# EXTRACTED INFORMATION start

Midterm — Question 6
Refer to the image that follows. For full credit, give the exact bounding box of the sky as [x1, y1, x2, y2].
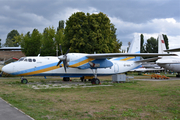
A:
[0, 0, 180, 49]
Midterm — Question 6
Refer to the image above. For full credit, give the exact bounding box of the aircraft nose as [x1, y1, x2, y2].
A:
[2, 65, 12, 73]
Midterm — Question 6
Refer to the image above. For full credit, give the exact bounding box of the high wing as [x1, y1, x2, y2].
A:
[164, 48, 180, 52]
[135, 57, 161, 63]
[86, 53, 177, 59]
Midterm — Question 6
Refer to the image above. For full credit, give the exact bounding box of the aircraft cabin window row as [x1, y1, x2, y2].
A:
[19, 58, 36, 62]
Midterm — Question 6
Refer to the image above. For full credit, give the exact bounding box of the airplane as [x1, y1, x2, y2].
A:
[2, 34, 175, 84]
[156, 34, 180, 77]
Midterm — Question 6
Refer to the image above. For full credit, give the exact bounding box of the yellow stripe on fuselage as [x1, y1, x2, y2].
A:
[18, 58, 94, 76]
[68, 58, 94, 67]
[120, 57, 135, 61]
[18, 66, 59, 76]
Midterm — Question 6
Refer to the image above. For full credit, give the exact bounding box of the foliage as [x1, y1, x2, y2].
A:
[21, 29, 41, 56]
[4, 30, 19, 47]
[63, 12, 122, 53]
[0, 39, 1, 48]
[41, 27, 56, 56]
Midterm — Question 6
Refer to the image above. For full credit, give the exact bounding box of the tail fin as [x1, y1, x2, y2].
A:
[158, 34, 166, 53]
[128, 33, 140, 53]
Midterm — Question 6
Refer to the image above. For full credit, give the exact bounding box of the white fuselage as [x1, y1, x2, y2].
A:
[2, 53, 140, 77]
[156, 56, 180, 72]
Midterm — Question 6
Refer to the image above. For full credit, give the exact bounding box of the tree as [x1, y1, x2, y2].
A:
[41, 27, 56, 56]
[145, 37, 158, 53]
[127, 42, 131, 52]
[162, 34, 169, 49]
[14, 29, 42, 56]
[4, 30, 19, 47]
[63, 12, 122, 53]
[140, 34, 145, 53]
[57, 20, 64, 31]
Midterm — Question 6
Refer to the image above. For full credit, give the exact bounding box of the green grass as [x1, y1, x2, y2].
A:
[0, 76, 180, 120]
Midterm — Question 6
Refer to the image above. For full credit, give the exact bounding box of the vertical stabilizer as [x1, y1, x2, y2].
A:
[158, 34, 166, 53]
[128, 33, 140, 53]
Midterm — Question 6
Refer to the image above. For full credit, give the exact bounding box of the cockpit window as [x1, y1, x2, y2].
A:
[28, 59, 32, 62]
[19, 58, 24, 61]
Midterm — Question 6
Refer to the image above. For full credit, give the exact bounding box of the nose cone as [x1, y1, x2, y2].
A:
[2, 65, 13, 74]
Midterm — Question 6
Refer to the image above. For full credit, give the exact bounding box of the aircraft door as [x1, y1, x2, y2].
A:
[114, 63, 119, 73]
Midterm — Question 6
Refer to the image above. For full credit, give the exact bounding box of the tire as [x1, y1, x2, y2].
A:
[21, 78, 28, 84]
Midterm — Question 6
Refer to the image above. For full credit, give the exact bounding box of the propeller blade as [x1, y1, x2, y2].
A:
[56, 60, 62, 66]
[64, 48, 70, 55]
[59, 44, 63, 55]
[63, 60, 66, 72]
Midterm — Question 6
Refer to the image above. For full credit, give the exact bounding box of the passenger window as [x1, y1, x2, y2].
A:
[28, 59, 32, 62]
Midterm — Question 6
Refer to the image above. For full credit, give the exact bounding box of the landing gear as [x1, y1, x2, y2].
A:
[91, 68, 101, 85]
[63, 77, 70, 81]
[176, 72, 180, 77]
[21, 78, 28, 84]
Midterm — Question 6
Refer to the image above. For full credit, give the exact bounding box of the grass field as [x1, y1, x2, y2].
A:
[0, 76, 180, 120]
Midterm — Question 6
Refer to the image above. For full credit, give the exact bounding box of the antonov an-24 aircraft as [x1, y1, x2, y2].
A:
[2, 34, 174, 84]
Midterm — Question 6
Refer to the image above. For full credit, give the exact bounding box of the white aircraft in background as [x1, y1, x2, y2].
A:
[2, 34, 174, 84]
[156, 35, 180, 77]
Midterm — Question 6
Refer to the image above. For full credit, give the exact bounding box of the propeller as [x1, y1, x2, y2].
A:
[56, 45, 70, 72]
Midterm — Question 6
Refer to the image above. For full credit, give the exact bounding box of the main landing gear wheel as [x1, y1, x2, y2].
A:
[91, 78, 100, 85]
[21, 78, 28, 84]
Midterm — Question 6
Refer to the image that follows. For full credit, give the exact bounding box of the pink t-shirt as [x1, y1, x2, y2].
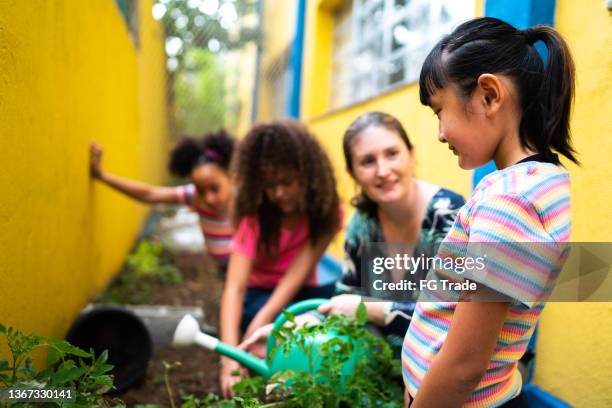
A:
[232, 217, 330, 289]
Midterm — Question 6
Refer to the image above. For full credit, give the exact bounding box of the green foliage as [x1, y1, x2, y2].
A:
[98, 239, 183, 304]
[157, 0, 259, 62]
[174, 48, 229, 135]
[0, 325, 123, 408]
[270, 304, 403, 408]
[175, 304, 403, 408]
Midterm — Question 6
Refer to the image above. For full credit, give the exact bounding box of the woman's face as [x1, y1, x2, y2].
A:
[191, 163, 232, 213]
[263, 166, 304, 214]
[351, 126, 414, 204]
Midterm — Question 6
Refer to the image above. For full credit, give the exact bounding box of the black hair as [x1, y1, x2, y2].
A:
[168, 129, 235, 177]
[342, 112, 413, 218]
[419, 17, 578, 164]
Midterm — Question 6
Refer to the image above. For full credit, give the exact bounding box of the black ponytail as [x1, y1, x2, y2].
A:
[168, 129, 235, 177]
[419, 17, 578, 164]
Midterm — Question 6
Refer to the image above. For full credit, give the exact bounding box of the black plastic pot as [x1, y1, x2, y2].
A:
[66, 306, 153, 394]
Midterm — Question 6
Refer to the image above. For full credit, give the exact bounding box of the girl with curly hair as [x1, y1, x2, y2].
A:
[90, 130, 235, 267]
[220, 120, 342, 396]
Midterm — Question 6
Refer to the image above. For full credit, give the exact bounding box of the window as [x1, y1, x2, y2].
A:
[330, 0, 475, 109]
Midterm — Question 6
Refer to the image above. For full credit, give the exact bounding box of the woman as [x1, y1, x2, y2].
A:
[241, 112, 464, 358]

# EXTRACTED INFORMATION end

Update the records from the beginning up to and including the line with "[19, 58, 36, 62]", replacing "Midterm" with "Final exam" and keeping every other part the same. Include only those lines, and leave the pictures out.

→ REPLY
Final exam — Question 6
Refer to the image that follows. For full credit, give the exact bounding box of the sky as [x1, y1, x2, y2].
A:
[0, 0, 180, 49]
Final exam — Question 6
Refer to the image above. For full credit, give the exact bounding box of the aircraft nose as [x1, y1, x2, y2].
A:
[2, 65, 12, 73]
Final exam — Question 6
Refer to the image above. For full credit, give the exact bounding box of the high wing as [x1, y1, x2, y2].
A:
[164, 48, 180, 52]
[135, 57, 161, 63]
[86, 53, 177, 59]
Final exam — Question 6
Refer to the image above. For full credit, give the exact bounding box of the aircraft cabin window row as [x1, y1, x2, y2].
A:
[19, 58, 36, 62]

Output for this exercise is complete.